Estratto del documento >>
============================================================

Ad Astra – fantasia dell'avvenire è un romanzo
di protofantascienza con una bizzarra storia editoriale alle spalle.
L'autore è Antonio de' Bersa, nato in Dalmazia nel 1827, giornalista
e direttore del quotidiano asburgico L'osservatore triestino dal
1876 fino a pochi mesi prima della sua morte, avvenuta nel 1905.
Sulle pagine del quotidiano trovavano spazio questioni di cronaca e
di costume, nonché notizie sulle scoperte scientifiche e
tecnologiche più recenti. Nel 1883 pubblicò un articolo intitolato
Sulla possibilità di navigare gli spazii celesti. Studio
basato sulla scoperta dell'oscillante, mezzo fisico per volare nel
vacuo a firma di Francesco de
Grisogono, che sollevò aspre critiche. De' Bersa se la prese a male,
e difese lo studio. L'anno seguente diede inaspettatamente alle
stampe la prima versione del presente romanzo, più volte rivisto e
rieditato in seguito. Se noi oggi possiamo leggerlo, è stato grazie al ritrovamento di una copia nella biblioteca civica di Trieste da parte di Jacopo Berti, curatore dell'edizione.
Cos'ha di speciale Ad
Astra? Tanto per cominciare, rigetta al mittente la falsa credenza
secondo cui in Italia è priva di una tradizione letteraria di
fantascienza e fantastico precedente a Buzzati, Calvino e Landolfi, -
che peraltro di rado vengono associati a qualsivoglia genere,
nossignore, qui è tutta letteratura alta, circolare gente, circolare
– e lo fa seguendo una logica meccanica che forse oggi ci pare
ingenua per l'assenza di motori e carburante, ma che tuttavia ha in
sé del genio. De' Bersa ha fatto molto con la tecnologia che aveva,
e ha dimostrato che bastano un obiettivo e un adeguato piglio
fantasioso per raggiungere vette altissime anzitempo.

============================================================

Righe >>

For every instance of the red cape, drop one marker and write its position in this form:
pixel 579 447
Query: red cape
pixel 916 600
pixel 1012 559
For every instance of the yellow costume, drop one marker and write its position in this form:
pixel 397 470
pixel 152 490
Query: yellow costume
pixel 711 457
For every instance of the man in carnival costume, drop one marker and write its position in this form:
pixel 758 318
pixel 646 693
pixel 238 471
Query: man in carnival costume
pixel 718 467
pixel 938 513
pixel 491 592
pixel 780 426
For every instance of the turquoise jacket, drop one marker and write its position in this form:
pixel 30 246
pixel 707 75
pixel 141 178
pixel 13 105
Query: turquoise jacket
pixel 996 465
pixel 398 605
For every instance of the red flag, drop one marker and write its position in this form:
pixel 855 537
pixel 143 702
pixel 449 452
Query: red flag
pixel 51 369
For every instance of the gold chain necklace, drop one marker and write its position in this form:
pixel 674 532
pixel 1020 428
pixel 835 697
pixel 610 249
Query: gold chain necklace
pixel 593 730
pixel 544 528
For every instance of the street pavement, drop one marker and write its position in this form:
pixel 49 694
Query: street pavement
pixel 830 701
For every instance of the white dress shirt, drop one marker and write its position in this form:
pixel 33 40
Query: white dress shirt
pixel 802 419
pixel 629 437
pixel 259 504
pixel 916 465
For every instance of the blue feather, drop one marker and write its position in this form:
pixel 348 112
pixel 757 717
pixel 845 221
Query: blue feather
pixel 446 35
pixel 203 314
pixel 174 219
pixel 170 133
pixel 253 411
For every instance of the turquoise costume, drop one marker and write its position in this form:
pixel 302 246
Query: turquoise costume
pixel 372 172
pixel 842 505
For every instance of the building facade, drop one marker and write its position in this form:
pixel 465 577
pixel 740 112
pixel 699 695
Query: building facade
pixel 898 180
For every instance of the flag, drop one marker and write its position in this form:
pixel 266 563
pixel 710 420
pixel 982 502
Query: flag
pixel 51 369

============================================================

Esercizio proposto A >> Secondo l'estratto su Ad Astra, in quale biblioteca fu ritrovata la copia del romanzo che oggi ne permette la lettura?
Esercizio proposto B >> Per ciascuna delle seguenti affermazioni, stabilisca se concorda con l'estratto su Ad Astra: (i) Antonio de' Bersa nacque in Dalmazia nel 1827; (ii) l'articolo firmato da Francesco de Grisogono fu accolto con favore; (iii) de' Bersa diresse L'osservatore triestino a partire dal 1876.
Esercizio proposto C >> Riporti senza alcuna modifica il passo dell'estratto su Ad Astra che va da «Ad Astra – fantasia» a «avvenuta nel 1905.».

Risposta svolta A >> Nella biblioteca civica di Trieste.

Risposta svolta B >>
(i) Sì: «nato in Dalmazia nel 1827».
(ii) No: «che sollevò aspre critiche».
(iii) Sì: «direttore del quotidiano asburgico L'osservatore triestino dal 1876».

Risposta svolta C >>
Ad Astra – fantasia dell'avvenire è un romanzo
di protofantascienza con una bizzarra storia editoriale alle spalle.
L'autore è Antonio de' Bersa, nato in Dalmazia nel 1827, giornalista
e direttore del quotidiano asburgico L'osservatore triestino dal
1876 fino a pochi mesi prima della sua morte, avvenuta nel 1905.